### WHAT IS EXPECTED
Show, copied in full, every line in the records below that contains the word "point".

### DATA FOR THIS TASK
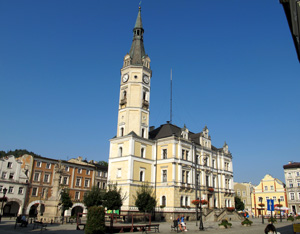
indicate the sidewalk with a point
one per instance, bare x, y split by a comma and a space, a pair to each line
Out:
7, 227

* * *

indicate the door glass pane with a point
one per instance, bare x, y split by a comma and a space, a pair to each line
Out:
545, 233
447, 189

### RESULT
indicate the sidewalk with a point
indicate the door glass pane with a point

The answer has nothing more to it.